--- START RECORDS FOR THE TASK ---
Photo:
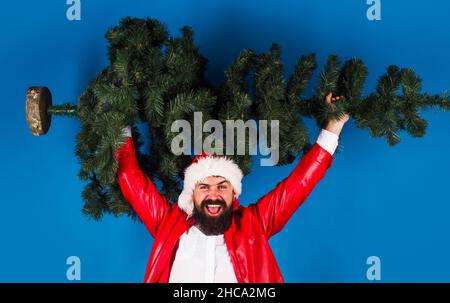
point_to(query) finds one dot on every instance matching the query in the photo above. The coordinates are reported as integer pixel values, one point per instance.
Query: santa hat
(203, 166)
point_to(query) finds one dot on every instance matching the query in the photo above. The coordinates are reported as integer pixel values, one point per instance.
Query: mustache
(214, 202)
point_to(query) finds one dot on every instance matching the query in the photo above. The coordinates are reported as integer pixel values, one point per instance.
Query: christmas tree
(156, 79)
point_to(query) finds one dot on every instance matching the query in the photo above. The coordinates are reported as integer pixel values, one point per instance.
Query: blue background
(376, 200)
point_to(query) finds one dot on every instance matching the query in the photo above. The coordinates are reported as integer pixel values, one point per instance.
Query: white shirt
(205, 259)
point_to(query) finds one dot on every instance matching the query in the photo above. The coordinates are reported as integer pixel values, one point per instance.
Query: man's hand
(335, 126)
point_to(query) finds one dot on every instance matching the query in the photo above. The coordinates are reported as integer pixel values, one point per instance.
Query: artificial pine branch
(157, 79)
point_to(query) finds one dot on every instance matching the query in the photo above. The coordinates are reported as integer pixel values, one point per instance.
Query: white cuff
(126, 131)
(328, 141)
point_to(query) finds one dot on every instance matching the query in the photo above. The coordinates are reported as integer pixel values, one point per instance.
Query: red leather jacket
(252, 226)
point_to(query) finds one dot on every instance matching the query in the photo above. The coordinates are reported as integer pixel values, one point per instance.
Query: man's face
(213, 198)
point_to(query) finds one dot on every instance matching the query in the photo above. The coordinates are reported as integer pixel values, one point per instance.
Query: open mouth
(213, 210)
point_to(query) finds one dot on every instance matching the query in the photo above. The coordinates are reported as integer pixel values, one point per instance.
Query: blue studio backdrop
(388, 202)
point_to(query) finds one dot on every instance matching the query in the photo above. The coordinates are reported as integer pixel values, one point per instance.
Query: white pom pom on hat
(204, 166)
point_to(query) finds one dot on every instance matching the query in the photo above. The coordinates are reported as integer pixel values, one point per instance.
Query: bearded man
(207, 236)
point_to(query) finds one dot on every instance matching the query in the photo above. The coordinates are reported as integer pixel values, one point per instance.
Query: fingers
(330, 97)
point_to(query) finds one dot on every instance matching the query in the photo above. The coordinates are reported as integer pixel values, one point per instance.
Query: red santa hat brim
(204, 167)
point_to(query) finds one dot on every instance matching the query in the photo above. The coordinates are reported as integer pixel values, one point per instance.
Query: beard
(212, 226)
--- END RECORDS FOR THE TASK ---
**TASK DETAILS**
All of the lines above should be retyped precisely, apart from the pictures.

**OUTPUT OF THE EXERCISE**
Photo:
point_to(query) finds one dot on every instance matching the query in the photo above. The coordinates are reported as integer pixel values, one point per instance.
Query: santa hat
(203, 166)
point_to(query) finds one dot on every instance matching the query in the photo above. The coordinates are reported as integer pixel values, one point per instance.
Query: mustache
(214, 202)
point_to(query) finds one dot on every instance matching the query in the photo above. The coordinates are reported as integer pixel values, one point per instance.
Query: christmas tree
(156, 79)
point_to(query) finds one dot on every instance matching the query in the photo above. The coordinates are reported as integer pixel values, one point per instance.
Query: blue background
(376, 200)
point_to(query) finds one dot on every instance matching the query in the photo above. The coordinates are reported as integer pixel values, one point per instance.
Query: white shirt
(205, 259)
point_to(query) finds one dot on every instance matching the query in the photo above. The coordinates are reported as integer pixel values, one point per instance.
Query: man's hand
(335, 126)
point_to(query) finds one dot on every instance matching the query in the photo above. The coordinates are reported as integer pixel values, one point per instance.
Query: artificial pine branch
(157, 79)
point_to(query) finds one dot on every instance matching the query in the photo above. The coordinates are reported as integer pixel values, one point per instance.
Query: white cuff
(126, 131)
(328, 141)
point_to(query) finds one dot on every instance matching the query in the photo above. The coordinates are reported as integer pixel values, one point per instance.
Query: red leather jacket
(252, 226)
point_to(query) finds one dot on every instance matching the query in the photo above. The coordinates are reported as integer pixel values, one point per instance.
Query: man's face
(213, 198)
point_to(query) finds one dot on every instance matching the query in the photo above. The coordinates are reported as integer pixel values, one point per instance.
Query: open mouth
(213, 210)
point_to(query) finds one dot on every instance matching the query in the photo above. The coordinates are reported as integer pixel values, one point per instance.
Query: blue studio backdrop
(388, 202)
point_to(query) finds one dot on every instance matching the query in the photo above. The coordinates are reported as integer pixel values, one point per instance.
Query: white pom pom on hat
(204, 166)
point_to(query) finds one dot on every instance matching the query in the photo above. The coordinates are reported as integer pixel values, one point per instance.
Query: bearded man
(207, 236)
point_to(query) finds one dot on every instance matching the query in the photo above. The coordinates are reported as integer pixel values, one point per instance.
Query: fingers
(330, 97)
point_to(query) finds one dot on every instance matching the query in the photo above. The coordinates are reported as integer pixel values, one point per instance.
Query: red santa hat brim
(204, 167)
point_to(query) finds one dot on every instance matching the query in the photo above. The coordinates are reported as integer pixel values, one point per instance.
Query: beard
(212, 226)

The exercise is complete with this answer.